EXTRACT TO READ:
===============

As of 2000 the median income for a household was $60,524, and the median income for a family was $73,998. Males had a median income of $57,801 versus $38,506 for females. The per capita income for the city was $31,327. 4.8% of the population and 2.0% of families were below the poverty line. 5.0% of those under the age of 18 and 3.5% of those 65 and older were living below the poverty line.

Education

The Webster Groves School District serves the city. Webster Groves High School is in the city.

Webster University is in the city.

Private schools in Webster Groves:
 Christ Community Lutheran School 
 Queen of Holy Rosary School
 Holy Cross Academy, a Catholic middle school located at Annunciation Catholic Church.  The school serves several inner-ring suburb Catholic parishes.
 Holy Redeemer, located on Lockwood, has had a Catholic elementary school since 1898.
 Mary Queen of Peace, also on Lockwood, serves Catholics of Webster Groves and adjoining Glendale.  The parish was founded in 1922; the Sisters of Loretto formed the first kindergarten class in 1944.
 Nerinx Hall, an all-girls Catholic high school, was founded by the Sisters of Loretto in 1924.  It adjoins the campus of Webster University, which the sisters founded in 1915. The University is now run by a lay board, while Nerinx remains Catholic.

The St. Louis Japanese School, a weekend supplementary Japanese school, holds its classes at the Sverdrup Business/Technology Complex at Webster University.

Webster Groves has a public library, the City Of Webster Groves Municipal Library.

Landmarks and historic places

Webster Groves is home to:
 Eden Theological Seminary
 Charles W. Ferguson House
 Gorlock Building
 Hawken House
 Nerinx Hall High School
 Opera Theatre of Saint Louis
 The Repertory Theatre of St. Louis
 Rock House, Edgewood Children's Center
 Rockwood Court Apartments
 Tuxedo Park Christian Church
 Tuxedo Park Station
 Webster Groves High School
 Webster University

Registered historic districts in Webster Groves include:
 Webster College-Eden Theological Seminary Collegiate District
 Central Webster Historic District
 Marshall Place Historic District
 Old Webster Historic District
 Webster Park Residential Historic District

Notable people

Notable people who have lived in Webster Groves include:

(Dates in parentheses indicate lifespan, not years of residence.)

===============

TASKS TO CARRY OUT:
1. Answer these questions from the Webster Groves text:
(a) What was the median household income as of 2000?
(b) In what year did the Sisters of Loretto found Nerinx Hall?
(c) What is the name of the city's public library?
2. Copy word for word the part of the Webster Groves text that begins at the words "Mary Queen of" and stops after the words "Groves Municipal Library.".
3. In the Webster Groves text, Nerinx Hall and Webster University were both founded by the Sisters of Loretto. Why is only one of them still described as Catholic? Answer in one to three sentences.
The records below this text come from a separate source.

DATA SUPPLIED:

===============

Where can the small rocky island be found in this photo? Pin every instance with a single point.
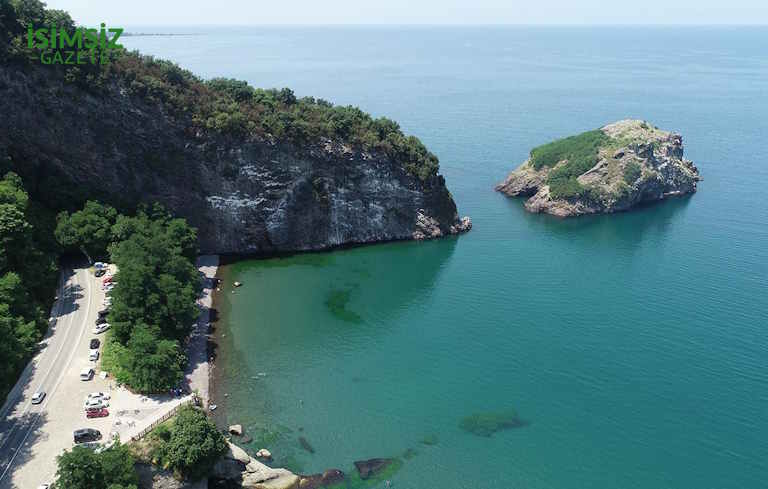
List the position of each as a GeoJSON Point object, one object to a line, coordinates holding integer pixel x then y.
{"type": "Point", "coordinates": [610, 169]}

===============

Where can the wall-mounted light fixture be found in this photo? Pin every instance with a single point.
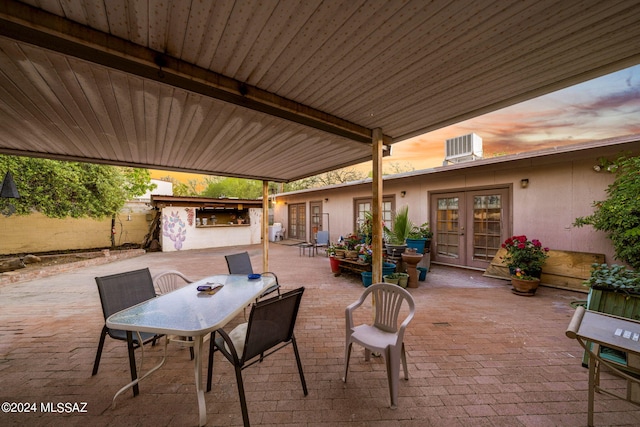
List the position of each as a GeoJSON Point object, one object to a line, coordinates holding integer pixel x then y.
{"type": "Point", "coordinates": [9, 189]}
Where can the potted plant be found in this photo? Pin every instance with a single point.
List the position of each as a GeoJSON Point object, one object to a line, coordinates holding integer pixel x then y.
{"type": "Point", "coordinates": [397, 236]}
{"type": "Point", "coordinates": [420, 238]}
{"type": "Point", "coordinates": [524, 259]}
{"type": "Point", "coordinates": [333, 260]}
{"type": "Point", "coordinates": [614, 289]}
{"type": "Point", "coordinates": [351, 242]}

===============

OUTPUTS IN ORDER:
1.
(a) $60,524
(b) 1924
(c) The City Of Webster Groves Municipal Library

2.
Mary Queen of Peace, also on Lockwood, serves Catholics of Webster Groves and adjoining Glendale.  The parish was founded in 1922; the Sisters of Loretto formed the first kindergarten class in 1944.
 Nerinx Hall, an all-girls Catholic high school, was founded by the Sisters of Loretto in 1924.  It adjoins the campus of Webster University, which the sisters founded in 1915. The University is now run by a lay board, while Nerinx remains Catholic.

The St. Louis Japanese School, a weekend supplementary Japanese school, holds its classes at the Sverdrup Business/Technology Complex at Webster University.

Webster Groves has a public library, the City Of Webster Groves Municipal Library.

3. Webster University is now run by a lay board. Nerinx Hall remains Catholic.